Aufgabe A => An welcher Schule macht Sovak laut dem Textauszug die Ausbildung, die er 1944 abschließt?
Aufgabe B => Schreib den Textauszug über Pravoslav Sovak im gleichen Stil weiter und setz nach dem letzten Satz an.

Pravoslav Sovak wird 1926 in Vysoké Mýto/ Ostböhmen geboren. Er wächst in einem Haus auf, in dem Wert auf Literatur und Kunst gelegt wird. Die Familie zieht 1930 nach Pilsen um. Der Vater beginnt kurz vor dem Krieg Grafik tschechischer Symbolisten und Avantgardekünstler der Zwischenkriegszeit zu sammeln.

Pravoslav Sovak, der selber „die Beschäftigung mit der Kunst als eine Form, als eine Lebensmöglichkeit in jeder Sekunde seines Lebens, gleichzeitig aber auch als eine sehr intime Angelegenheit“ betrachtet, fertigt 1939, erst 13-jährig, die ersten Zeichnungen und Holzschnitte an. 1941 wird er im Protektorat Böhmen und Mähren von allen Gymnasien verwiesen.

1942 – 1944

Ausbildungszeit

Nach dem Besuch einer Privatschule für Grafik und Design in Prag (1942) beginnt er eine Ausbildung an der Keramikfachschule von Bechyně (Südböhmen), die er 1944 abschliesst.

Es sind wichtige Jahre, die ihn und sein gesamtes Schaffen nachhaltig prägen: Zum einen entwickelt er im Umgang mit Ton „den Respekt für jedes Grundmaterial“ und erwirbt aus den Schriften des österreichischen Architekten der Moderne, Adolf Loos, dessen ästhetische, anti-dekorative Ansichten; zum anderen lernt Sovak aus der Freundschaft ab 1943 mit Vincenc Kramář, Direktor der National-Galerie Prag, Freund von Picasso und Sammler mit höchstem Gespür für Qualität, u. a. Werke des Impressionismus und analytischen Kubismus` kennen.

Datenauszug =>
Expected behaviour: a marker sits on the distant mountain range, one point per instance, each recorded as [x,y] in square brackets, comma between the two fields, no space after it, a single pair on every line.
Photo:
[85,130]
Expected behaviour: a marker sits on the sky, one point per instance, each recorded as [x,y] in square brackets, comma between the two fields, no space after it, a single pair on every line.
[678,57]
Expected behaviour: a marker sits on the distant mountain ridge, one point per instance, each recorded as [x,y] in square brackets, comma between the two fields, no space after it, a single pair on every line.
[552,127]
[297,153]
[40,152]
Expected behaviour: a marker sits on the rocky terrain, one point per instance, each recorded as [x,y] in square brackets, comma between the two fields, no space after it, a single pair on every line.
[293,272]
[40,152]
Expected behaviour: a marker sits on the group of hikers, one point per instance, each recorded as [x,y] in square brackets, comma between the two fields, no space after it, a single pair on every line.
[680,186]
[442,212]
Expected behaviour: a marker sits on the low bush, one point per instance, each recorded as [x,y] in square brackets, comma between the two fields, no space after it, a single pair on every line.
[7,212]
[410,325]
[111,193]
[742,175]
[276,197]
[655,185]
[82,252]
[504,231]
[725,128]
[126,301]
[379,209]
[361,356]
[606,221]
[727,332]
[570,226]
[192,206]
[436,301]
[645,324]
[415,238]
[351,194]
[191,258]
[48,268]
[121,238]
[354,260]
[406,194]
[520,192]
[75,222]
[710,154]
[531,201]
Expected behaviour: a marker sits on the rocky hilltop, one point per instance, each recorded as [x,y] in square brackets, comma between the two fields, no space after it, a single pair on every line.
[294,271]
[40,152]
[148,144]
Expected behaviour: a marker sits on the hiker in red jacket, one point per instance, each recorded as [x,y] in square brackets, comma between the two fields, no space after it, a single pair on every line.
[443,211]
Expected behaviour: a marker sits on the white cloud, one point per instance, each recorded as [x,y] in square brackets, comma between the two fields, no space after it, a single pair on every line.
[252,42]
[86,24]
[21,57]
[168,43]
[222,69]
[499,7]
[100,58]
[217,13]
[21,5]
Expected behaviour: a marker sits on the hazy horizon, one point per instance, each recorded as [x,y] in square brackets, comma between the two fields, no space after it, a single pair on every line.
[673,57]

Antwort A => An der Keramikfachschule von Bechyně in Südböhmen.

Antwort B =>
Die Informationen waren mehr als spärlich in der Zeit des kalten Krieges. In den fünfziger Jahren war die Sperre für westliche Bücher und Zeitschriften absolut. Es war auch ausgeschlossen, in den Westen zu reisen. Über zehn Jahre lang war die Szene vollkommen kontaktlos, das einzige, wodurch man etwas wusste, waren einige Nummern von eingeschmuggelten Kunstzeitschriften, die in Prag zirkulierten, das war alles. Aber nicht alles, was man vom Westen erfuhr, war überraschend neu –und manches bestätigte Versuche und Anläufe, die man damals oder schon lange vorher in Prag gemacht hatte […].

Sovak (Tischgespräch mit W.G. Fischer) 1981, S. 21.

1945 – 1946

Arbeitseinsätze und Studium

Die politische Situation unterbricht die feinsinnigen, ästhetisch so wertvollen Begegnungen mit Kramář bis Kriegsende. Stattdessen folgt ein Totaleinsatz in einer Chemiefabrik und bei Befestigungsarbeiten an der Front in Ostmähren.

Gesundheitliche Gründe befreien ihn von der schweren Arbeit. Nach dem Abitur im Sommer 1945 in Prag besucht Sovak hier die Hochschule für Angewandte Kunst. Parallel dazu hört er Vorlesungen an der Karls-Universität über Philosophie und Ästhetik sowie Kunstgeschichte, u.a. bei Prof. V. Černý über Existentialismus und Prof. Mukařovský über strukturalistische Ästhetik.

Im Februar 1946 tritt Sovak mit einer eigenen Strassenperformance erstmals öffentlich in Erscheinung.

1946 – 1953

Künstler – Assistent – Arbeiter

Im Sommer 1946 reist er nach Paris, wo Aquarelle und Zeichnungen entstehen. Er übernimmt an der Fakultät für Kunsterziehung der Palacký Universität in Olomouc eine Assistentenstelle (1947) und besucht Vorlesungen bei Professor Markalous über Ästhetik und Philosophie.

Er verlässt die Palacky Universität 1949 – ein Jahr nach der kommunistischen Machtuebernahme.

In den kommenden Jahren zwischen 1950 bis 1953 malt und zeichnet Sovak nur noch selten: er arbeitet in der Prager Schwerindustrie, dann am Bau des Moldau-Staudamms, im Kohlebergwerk in Ostrava und im Stahlwalzenwerkbau in Kunčice.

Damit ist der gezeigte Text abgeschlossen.